[begin Source document]

How to Track Where You Spend Time With A Time Log

“How we spend our days is, of course, how we spend our lives.”

Annie Dillard

Do you wish you had more time?  If you had an extra hour or two a day, can you think of how you’d like to spend it?  I recently read about a survey that found:

  • 70% of people are busy or very busy
  • 50% were more busy than they were the year before
  • 90% wished they had more time to spend with friends and family

But how about you – do you feel busy and getting busier?

Do you feel you spend enough time on the important things in your life?

If you’re too busy, think about this: you can’t be busy without spending your time somewhere, right?

So now the question is, Where your time is spent? And if you don’t know, how can you find out?

That is what I’ll help you discover today: with a tool called the time log.

Why Use a Time Log?

A time log can be a bit of effort – it is  an eye opening experience.   

Until I tracked where my time went, I had a pretty good idea of how I spent my time – but I still benefited from a time log.  Some benefits I’ve found of tracking my time include:

  • Identify Time Sinks.  Through my own budgeting and tracking, I discovered where I was spending time on items I shouldn’t be.
  • Identifying Highly Productive Times.  Logging how I spend my time has shown me that I’m most productive – because I can see when I tend to get distracted more easily,
  • Valuing My Time More.  Just being aware that I need to write down and account for where my time goes makes me value it more.

[end Source document]
[begin Input for this task]

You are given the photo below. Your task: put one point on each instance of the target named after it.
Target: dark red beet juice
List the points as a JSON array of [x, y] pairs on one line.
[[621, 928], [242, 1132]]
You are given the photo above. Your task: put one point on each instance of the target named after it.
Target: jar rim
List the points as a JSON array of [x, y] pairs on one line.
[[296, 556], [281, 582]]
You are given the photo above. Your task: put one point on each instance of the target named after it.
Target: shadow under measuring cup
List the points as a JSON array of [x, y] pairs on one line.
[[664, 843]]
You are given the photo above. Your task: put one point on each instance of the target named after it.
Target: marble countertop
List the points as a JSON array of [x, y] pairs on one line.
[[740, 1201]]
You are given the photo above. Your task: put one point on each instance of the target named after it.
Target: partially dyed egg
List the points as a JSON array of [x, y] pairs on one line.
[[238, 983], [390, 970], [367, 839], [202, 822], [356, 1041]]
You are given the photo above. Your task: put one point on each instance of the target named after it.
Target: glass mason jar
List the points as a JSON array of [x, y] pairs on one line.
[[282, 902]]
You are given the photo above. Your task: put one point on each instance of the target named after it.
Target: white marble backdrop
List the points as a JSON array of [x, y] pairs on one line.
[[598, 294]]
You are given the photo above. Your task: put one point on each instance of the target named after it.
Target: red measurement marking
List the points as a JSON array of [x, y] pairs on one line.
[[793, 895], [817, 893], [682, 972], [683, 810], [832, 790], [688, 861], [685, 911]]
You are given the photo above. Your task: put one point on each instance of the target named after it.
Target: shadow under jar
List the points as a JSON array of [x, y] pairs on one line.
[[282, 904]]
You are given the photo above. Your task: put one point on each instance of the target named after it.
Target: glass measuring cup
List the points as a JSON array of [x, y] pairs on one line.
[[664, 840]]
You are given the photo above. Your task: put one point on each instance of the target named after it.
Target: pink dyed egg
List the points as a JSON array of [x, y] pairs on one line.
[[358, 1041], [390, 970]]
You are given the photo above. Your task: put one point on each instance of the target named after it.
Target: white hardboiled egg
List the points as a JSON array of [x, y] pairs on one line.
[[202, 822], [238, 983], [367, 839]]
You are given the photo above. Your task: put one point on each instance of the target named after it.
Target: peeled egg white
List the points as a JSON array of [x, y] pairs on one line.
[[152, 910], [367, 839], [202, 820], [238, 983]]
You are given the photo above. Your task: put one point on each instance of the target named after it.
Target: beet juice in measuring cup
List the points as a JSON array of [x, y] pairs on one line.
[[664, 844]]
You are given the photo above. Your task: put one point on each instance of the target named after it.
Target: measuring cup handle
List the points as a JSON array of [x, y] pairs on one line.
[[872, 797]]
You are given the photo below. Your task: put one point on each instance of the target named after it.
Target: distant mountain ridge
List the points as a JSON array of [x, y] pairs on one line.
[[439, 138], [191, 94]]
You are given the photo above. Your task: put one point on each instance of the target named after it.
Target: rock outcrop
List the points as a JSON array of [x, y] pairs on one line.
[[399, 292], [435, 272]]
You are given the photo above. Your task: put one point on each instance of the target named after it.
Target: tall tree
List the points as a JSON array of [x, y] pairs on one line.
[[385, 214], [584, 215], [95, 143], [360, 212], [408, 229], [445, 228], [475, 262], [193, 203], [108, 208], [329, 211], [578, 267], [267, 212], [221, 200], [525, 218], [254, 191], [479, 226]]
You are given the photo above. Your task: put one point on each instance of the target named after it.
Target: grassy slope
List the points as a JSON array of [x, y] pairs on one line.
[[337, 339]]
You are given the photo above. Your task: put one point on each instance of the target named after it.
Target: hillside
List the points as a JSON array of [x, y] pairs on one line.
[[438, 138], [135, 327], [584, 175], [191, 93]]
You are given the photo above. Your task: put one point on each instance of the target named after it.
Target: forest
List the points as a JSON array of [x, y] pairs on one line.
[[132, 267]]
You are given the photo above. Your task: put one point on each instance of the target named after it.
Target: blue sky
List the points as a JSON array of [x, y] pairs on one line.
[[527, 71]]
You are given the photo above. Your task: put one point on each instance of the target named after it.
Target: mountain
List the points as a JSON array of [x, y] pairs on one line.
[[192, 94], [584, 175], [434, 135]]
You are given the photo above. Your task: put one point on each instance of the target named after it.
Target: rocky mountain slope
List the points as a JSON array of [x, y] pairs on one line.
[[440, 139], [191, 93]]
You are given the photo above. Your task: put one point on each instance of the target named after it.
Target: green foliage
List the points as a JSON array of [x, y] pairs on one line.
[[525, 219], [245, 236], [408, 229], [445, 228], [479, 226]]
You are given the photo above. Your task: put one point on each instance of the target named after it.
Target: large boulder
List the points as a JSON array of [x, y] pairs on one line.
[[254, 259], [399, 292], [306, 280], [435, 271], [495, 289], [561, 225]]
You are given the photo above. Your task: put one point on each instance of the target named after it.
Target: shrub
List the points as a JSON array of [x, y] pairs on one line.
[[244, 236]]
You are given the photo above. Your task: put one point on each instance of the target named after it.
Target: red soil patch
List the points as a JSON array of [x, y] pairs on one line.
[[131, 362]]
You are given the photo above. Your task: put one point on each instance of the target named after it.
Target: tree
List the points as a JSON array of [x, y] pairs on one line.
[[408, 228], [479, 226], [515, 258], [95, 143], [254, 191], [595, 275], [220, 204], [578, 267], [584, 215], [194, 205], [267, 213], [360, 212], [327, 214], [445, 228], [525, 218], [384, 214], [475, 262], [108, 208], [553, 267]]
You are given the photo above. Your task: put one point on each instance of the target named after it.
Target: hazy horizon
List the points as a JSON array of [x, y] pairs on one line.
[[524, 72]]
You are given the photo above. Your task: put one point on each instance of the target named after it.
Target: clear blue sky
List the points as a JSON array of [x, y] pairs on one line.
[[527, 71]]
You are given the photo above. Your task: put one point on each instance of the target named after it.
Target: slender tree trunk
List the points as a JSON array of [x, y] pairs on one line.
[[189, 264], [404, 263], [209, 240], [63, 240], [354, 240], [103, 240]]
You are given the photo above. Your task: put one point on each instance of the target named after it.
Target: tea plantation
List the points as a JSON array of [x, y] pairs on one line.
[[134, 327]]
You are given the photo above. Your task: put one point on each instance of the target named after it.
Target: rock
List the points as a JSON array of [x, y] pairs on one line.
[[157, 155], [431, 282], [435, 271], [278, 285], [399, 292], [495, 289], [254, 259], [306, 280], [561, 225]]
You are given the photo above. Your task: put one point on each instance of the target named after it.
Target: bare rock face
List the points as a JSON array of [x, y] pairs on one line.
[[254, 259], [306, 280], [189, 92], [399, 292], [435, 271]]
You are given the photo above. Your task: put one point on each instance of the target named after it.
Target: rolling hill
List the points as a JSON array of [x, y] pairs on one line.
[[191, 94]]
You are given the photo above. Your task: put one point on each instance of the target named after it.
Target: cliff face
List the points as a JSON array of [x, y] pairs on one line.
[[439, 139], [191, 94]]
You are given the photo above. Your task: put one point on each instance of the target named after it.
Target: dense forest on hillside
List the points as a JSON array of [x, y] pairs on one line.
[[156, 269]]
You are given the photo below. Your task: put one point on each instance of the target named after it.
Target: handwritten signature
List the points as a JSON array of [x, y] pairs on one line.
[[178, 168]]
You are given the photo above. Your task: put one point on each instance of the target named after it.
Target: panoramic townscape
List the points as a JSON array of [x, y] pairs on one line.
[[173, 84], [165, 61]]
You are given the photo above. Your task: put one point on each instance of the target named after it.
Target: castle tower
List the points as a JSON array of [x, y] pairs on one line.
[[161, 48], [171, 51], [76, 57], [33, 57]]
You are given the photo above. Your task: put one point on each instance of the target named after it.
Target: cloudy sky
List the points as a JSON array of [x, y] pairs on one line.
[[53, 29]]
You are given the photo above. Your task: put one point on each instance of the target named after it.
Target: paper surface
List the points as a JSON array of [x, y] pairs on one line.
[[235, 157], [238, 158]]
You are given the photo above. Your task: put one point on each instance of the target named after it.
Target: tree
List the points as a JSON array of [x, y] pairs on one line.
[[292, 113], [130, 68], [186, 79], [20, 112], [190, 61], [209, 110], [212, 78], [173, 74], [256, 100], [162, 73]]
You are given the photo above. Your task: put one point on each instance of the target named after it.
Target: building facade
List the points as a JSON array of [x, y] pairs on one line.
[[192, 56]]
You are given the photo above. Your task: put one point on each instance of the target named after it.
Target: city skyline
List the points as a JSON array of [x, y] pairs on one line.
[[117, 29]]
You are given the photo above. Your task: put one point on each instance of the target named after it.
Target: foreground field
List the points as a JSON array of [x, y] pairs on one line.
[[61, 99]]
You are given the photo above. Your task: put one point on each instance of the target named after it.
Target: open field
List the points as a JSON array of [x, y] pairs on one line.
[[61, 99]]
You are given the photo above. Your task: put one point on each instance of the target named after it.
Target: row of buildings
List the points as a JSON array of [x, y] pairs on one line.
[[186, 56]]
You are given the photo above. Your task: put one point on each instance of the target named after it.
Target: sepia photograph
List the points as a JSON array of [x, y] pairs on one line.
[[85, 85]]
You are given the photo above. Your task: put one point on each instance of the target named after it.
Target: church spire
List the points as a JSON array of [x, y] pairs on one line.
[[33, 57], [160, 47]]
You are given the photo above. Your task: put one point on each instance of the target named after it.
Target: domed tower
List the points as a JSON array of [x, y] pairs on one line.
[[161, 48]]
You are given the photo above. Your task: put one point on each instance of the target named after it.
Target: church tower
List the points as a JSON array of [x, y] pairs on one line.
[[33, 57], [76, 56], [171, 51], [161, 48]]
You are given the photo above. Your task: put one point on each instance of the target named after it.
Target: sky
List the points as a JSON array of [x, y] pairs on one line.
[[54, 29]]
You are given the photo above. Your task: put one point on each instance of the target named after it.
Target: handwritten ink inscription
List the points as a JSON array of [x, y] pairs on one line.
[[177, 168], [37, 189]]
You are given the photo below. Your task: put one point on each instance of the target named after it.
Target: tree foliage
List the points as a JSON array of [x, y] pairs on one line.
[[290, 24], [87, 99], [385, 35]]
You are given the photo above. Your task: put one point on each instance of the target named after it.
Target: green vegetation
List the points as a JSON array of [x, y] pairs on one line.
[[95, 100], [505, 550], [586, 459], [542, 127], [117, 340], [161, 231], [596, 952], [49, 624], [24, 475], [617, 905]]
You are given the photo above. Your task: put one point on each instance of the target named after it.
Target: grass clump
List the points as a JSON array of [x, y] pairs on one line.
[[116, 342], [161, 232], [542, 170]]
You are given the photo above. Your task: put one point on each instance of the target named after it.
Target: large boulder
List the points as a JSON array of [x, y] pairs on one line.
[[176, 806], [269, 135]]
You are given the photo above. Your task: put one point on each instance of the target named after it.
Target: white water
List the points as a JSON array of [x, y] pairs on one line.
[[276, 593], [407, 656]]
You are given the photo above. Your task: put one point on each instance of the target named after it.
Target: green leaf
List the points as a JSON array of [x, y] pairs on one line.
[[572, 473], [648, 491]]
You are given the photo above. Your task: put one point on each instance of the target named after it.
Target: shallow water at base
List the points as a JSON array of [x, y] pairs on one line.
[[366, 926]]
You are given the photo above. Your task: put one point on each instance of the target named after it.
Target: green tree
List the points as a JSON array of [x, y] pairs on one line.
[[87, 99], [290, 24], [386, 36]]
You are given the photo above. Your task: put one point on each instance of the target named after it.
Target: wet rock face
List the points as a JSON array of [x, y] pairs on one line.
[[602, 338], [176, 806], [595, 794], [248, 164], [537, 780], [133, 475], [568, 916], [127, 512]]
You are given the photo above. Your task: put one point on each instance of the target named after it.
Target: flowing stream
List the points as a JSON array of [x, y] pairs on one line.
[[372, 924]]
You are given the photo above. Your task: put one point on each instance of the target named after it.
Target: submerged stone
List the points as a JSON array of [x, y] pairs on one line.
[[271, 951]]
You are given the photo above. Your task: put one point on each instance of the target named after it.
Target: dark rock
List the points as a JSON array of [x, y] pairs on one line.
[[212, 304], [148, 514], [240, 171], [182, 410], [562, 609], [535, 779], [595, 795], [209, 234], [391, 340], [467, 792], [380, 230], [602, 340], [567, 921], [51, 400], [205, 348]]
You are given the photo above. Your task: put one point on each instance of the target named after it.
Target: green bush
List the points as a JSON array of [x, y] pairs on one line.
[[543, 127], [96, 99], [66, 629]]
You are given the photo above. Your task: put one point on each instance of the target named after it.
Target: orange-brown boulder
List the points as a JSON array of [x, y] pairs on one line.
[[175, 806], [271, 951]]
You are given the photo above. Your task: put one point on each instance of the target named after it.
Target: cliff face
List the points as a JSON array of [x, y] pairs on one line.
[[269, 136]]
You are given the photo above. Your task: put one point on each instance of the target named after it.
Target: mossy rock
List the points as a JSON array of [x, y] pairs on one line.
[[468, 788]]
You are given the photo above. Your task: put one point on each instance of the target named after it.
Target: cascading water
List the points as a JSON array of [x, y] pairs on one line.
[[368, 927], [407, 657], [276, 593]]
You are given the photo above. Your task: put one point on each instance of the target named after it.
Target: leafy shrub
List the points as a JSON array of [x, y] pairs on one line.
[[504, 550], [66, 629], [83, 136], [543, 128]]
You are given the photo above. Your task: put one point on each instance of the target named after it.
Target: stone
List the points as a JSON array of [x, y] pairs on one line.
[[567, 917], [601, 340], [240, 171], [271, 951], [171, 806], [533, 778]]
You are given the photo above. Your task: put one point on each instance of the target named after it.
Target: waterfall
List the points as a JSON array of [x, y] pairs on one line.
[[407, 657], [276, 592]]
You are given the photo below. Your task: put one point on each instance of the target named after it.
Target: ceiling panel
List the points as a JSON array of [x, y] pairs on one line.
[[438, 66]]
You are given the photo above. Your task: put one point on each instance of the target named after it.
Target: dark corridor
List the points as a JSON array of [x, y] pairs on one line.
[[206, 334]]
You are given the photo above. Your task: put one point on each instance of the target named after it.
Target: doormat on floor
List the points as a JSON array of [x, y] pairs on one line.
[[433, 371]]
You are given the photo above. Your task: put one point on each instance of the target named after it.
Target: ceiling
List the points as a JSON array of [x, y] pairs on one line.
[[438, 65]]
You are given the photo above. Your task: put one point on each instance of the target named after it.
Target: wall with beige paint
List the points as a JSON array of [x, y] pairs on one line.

[end Input for this task]

_What this exercise asks_
1 – Can you reproduce the time log article in full, word for word?
2 – Which lines of the records contain the word "tree"? Copy every such line, treating case as significant.

_Correct answers_
1 –
How to Track Where You Spend Time With A Time Log

“How we spend our days is, of course, how we spend our lives.”

Annie Dillard

Do you wish you had more time?  If you had an extra hour or two a day, can you think of how you’d like to spend it?  I recently read about a survey that found:

  • 70% of people are busy or very busy
  • 50% were more busy than they were the year before
  • 90% wished they had more time to spend with friends and family

But how about you – do you feel busy and getting busier?

Do you feel you spend enough time on the important things in your life?

If you’re too busy, think about this: you can’t be busy without spending your time somewhere, right?

So now the question is, Where your time is spent? And if you don’t know, how can you find out?

That is what I’ll help you discover today: with a tool called the time log.

Why Use a Time Log?

A time log can be a bit of effort – it is  an eye opening experience.   

Until I tracked where my time went, I had a pretty good idea of how I spent my time – but I still benefited from a time log.  Some benefits I’ve found of tracking my time include:

  • Identify Time Sinks.  Through my own budgeting and tracking, I discovered where I was spending time on items I shouldn’t be.
  • Identifying Highly Productive Times.  Logging how I spend my time has shown me that I’m most productive – because I can see when I tend to get distracted more easily,
  • Valuing My Time More.  Just being aware that I need to write down and account for where my time goes makes me value it more.

2 –
Target: tall tree
Target: tree
Target: slender tree trunk
Target: tree
Target: tree foliage
Target: green tree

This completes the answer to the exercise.